:: Supplied information ::
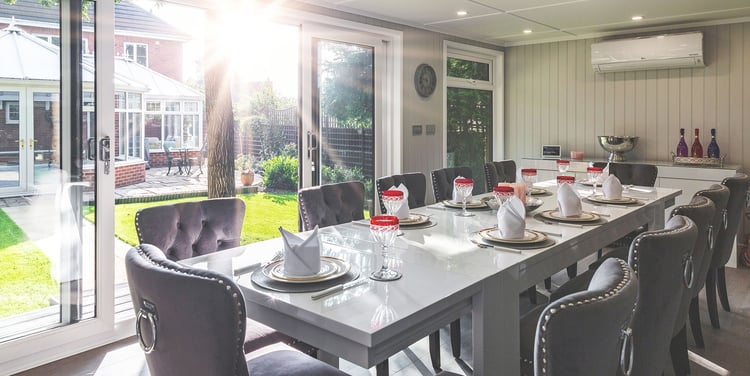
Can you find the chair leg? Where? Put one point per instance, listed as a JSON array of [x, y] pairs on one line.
[[572, 270], [435, 350], [456, 338], [695, 323], [381, 369], [678, 350], [713, 310], [721, 283], [531, 291]]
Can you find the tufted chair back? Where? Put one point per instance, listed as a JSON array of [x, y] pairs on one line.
[[581, 333], [633, 173], [499, 172], [415, 182], [658, 259], [701, 211], [331, 204], [442, 181], [738, 186], [192, 229], [189, 321]]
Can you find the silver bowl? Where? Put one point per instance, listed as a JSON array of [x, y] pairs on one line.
[[617, 145]]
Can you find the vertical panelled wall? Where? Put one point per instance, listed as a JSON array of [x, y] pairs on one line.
[[553, 96]]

:: How to complete this task ::
Print exactly, and only, the lines from the line containing "Can you find the vertical" through the final line of the records, both included.

:: Your response ::
Can you find the vertical panelled wall? Where? Put one point per instance, listed as a JSON array of [x, y] pairs on one line.
[[553, 96]]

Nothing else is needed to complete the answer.